Dataset excerpt
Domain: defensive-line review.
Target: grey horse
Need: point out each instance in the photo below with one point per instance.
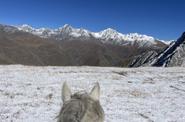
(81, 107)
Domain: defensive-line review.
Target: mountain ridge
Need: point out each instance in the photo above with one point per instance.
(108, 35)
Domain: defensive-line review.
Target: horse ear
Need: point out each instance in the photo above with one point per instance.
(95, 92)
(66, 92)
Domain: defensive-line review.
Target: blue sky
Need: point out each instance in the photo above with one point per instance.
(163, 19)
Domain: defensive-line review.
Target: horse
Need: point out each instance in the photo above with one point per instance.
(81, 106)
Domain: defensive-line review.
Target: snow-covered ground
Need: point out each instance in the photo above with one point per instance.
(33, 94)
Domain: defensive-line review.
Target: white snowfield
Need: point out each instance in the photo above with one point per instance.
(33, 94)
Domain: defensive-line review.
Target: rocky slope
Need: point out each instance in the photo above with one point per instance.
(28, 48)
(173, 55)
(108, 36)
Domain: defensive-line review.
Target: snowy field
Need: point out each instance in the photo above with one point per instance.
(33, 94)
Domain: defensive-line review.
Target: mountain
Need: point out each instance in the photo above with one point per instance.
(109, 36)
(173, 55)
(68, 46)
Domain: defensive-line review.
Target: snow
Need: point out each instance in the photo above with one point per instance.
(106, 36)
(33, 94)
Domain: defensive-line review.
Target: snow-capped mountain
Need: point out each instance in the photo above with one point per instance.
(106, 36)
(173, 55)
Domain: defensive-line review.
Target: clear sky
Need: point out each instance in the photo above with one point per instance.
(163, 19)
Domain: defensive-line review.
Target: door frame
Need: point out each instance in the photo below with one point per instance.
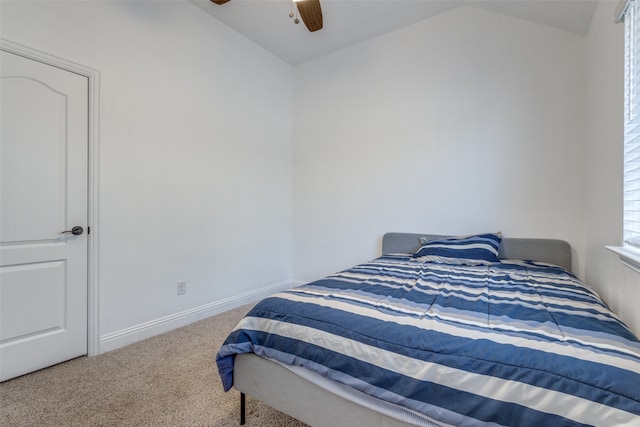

> **Task objective**: Reproduce all of the material above word for word. Omit the pictures.

> **Task output**:
Domain: defensive-line review.
Target: grey horse
Need: point out each instance in the photo below with one point per instance.
(81, 107)
Domain: defensive-line review.
Target: mountain ridge
Need: point out each instance in the photo above with one point per instance.
(108, 35)
Domain: defensive-line review.
Target: horse ear
Need: point out each instance in the photo above with one point per instance.
(95, 92)
(66, 92)
Domain: defensive-line review.
Target: blue sky
Need: point out each instance in the photo above with one point per instance.
(163, 19)
Domain: defensive-line review.
Target: horse
Need: point out each instance in the photo above with one point per instance.
(81, 106)
Domain: defensive-line review.
Target: snow-covered ground
Need: point out each instance in the photo above with one point per instance.
(33, 94)
Domain: defensive-line review.
Target: white snowfield
Need: point out each instance in the photo above with one point per instance.
(33, 94)
Domain: defensive-line review.
Target: rocky slope
Need: point out each instance in the photo above with one point per instance.
(28, 48)
(173, 55)
(108, 36)
Domain: defensive-line review.
Target: snowy field
Need: point out each instance in the photo above with one point per instance.
(33, 94)
Domain: defensive-line review.
Target: mountain
Need: point out each instance in the photo above with one point per instance.
(109, 36)
(173, 55)
(68, 46)
Domain: defensive-line review.
Target: snow
Need: point out each instance in the photo above with one point per instance.
(106, 36)
(33, 94)
Domain: defensive-line review.
Target: snow-capped mountain
Need: point out each instance in the photo above with one point per instance.
(106, 36)
(173, 55)
Domain: defensive-line review.
Target: clear sky
Need: point out each instance in the photo above with one point per instance.
(163, 19)
Domain: defensive-line review.
Target: door frame
Need: point out each instance in the photo below with one point per instance.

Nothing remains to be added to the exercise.